## EXERCISE GOAL
Pick out every line below that contains the word "headlight", and copy each one. Case counts.

## AVAILABLE DATA
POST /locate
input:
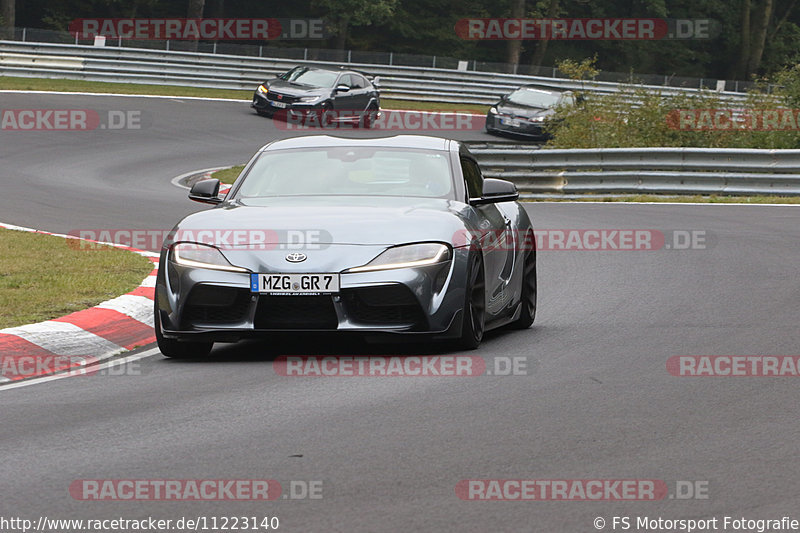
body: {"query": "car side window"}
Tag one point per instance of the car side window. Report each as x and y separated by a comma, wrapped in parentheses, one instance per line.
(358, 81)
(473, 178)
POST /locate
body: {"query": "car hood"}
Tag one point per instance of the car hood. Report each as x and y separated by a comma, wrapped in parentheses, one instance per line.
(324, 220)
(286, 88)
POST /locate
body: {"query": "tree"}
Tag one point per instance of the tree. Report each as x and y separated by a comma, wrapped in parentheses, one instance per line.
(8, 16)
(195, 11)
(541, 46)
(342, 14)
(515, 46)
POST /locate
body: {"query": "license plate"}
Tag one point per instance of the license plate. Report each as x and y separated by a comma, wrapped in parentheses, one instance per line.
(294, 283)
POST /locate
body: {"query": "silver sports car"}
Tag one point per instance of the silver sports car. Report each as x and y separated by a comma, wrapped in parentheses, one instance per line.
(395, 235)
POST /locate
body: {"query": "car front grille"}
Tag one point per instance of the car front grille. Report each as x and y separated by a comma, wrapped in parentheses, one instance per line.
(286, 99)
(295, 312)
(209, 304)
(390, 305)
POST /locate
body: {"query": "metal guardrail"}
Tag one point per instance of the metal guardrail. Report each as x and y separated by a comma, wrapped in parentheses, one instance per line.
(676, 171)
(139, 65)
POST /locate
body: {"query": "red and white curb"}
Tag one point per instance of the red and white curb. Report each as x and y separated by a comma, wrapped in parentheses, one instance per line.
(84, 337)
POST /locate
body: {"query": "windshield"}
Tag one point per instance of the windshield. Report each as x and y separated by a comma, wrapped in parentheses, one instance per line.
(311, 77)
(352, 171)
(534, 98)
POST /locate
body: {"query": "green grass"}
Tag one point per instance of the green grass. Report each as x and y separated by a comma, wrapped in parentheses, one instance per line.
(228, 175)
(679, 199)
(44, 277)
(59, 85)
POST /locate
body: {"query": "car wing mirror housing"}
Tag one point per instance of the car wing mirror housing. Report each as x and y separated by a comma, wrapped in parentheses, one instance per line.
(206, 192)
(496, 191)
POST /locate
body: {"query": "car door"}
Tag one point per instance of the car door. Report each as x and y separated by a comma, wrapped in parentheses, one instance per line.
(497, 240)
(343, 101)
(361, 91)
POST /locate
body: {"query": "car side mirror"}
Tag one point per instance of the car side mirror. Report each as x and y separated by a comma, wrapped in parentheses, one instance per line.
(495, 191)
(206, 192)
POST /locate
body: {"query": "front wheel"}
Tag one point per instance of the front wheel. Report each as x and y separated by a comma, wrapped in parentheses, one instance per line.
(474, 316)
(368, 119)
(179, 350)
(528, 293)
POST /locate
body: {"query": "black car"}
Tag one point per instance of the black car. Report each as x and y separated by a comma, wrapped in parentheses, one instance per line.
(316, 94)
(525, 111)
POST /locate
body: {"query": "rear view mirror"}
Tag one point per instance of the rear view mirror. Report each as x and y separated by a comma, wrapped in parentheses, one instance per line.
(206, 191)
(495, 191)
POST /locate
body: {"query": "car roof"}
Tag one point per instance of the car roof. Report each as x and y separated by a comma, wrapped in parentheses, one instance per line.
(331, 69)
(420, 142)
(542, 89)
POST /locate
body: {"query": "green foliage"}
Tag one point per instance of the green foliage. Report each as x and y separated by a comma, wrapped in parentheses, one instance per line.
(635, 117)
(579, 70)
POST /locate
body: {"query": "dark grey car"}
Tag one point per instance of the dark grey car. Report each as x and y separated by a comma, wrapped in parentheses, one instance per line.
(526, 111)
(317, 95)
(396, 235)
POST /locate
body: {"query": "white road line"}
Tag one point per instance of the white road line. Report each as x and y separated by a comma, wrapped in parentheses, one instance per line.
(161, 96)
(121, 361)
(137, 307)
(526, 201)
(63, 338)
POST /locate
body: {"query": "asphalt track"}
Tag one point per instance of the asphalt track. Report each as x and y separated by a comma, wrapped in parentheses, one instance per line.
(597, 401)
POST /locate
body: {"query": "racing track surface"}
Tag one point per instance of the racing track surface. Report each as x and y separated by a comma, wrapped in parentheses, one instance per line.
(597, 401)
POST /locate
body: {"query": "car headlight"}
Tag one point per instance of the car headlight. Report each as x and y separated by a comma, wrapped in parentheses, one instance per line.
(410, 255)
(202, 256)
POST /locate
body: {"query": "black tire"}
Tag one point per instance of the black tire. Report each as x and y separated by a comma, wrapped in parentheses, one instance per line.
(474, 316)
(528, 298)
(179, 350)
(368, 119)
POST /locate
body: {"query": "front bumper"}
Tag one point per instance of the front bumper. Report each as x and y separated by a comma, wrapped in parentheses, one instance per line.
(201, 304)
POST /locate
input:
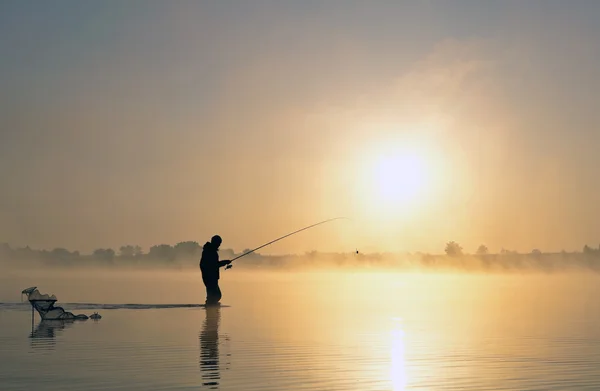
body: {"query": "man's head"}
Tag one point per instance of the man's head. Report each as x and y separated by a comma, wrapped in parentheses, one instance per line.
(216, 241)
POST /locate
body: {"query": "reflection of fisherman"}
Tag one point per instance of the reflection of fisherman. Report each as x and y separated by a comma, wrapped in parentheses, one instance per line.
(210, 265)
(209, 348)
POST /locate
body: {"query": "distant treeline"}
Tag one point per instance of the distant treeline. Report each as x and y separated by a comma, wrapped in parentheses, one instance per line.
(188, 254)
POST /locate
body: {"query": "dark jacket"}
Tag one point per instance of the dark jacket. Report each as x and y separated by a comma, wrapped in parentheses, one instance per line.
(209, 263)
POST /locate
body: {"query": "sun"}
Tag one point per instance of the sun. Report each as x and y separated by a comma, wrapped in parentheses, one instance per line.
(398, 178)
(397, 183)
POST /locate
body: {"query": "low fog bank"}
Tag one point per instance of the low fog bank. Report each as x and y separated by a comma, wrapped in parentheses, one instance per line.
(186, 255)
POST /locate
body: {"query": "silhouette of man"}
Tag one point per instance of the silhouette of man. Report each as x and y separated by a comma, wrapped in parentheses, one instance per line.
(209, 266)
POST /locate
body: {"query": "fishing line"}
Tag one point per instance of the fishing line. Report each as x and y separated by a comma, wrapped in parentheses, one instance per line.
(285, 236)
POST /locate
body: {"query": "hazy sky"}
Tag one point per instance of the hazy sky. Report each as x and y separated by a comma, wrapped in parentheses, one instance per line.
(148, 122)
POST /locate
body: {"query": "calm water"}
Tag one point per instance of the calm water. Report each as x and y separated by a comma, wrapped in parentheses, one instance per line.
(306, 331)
---
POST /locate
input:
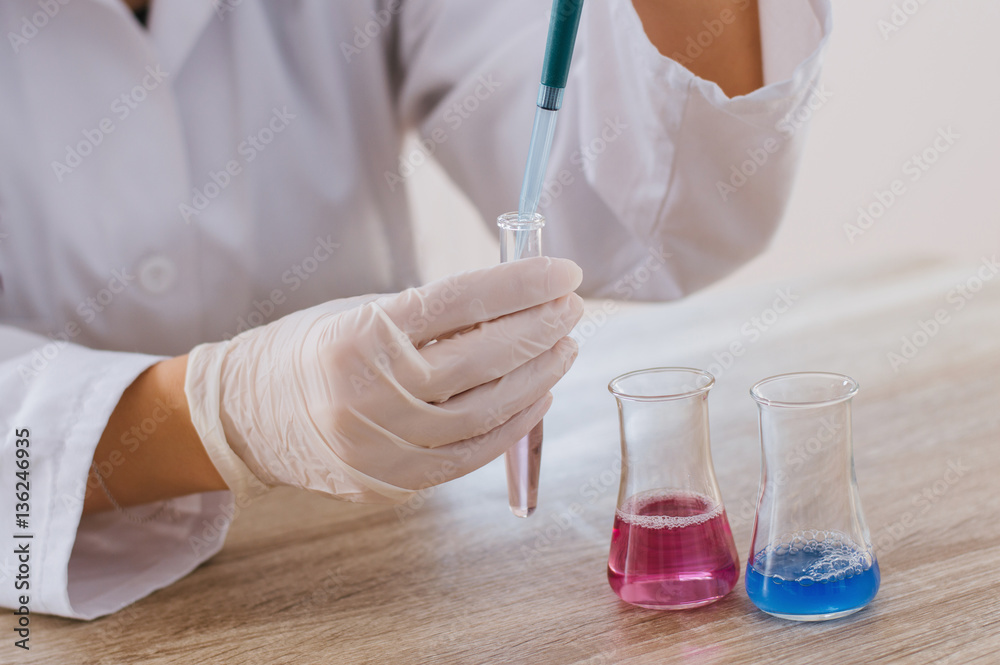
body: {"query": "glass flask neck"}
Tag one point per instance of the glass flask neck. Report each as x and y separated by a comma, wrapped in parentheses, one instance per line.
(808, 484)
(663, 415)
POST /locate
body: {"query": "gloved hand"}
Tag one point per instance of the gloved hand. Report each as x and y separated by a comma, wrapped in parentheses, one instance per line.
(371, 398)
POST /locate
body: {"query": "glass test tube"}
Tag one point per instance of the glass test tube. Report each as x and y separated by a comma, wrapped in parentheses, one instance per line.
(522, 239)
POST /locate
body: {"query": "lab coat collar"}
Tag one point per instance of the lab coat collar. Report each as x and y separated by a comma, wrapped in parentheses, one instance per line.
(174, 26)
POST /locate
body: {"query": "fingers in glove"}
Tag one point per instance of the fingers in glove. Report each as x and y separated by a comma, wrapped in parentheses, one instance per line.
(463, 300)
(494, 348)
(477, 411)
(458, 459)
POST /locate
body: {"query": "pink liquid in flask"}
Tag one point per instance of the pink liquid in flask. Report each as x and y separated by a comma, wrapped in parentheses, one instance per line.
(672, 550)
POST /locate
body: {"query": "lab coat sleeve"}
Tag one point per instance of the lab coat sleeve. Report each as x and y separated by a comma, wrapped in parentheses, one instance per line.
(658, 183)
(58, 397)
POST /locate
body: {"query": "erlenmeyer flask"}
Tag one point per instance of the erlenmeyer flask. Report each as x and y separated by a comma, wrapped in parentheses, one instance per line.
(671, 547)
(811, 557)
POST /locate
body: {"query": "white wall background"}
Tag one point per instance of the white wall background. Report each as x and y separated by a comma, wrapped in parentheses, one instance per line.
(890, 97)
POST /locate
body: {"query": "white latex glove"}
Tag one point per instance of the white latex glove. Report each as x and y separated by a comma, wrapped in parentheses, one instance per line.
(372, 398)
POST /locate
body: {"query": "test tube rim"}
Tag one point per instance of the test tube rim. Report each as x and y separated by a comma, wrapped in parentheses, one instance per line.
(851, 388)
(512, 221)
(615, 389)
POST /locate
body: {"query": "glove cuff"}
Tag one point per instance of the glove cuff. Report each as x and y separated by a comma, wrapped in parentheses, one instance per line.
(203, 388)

## SOLUTION BELOW
body: {"query": "car headlight"}
Tag one point per instance of the car headlight. Report each as x and y separated by a comma, wrapped in parentheses, one instance per line.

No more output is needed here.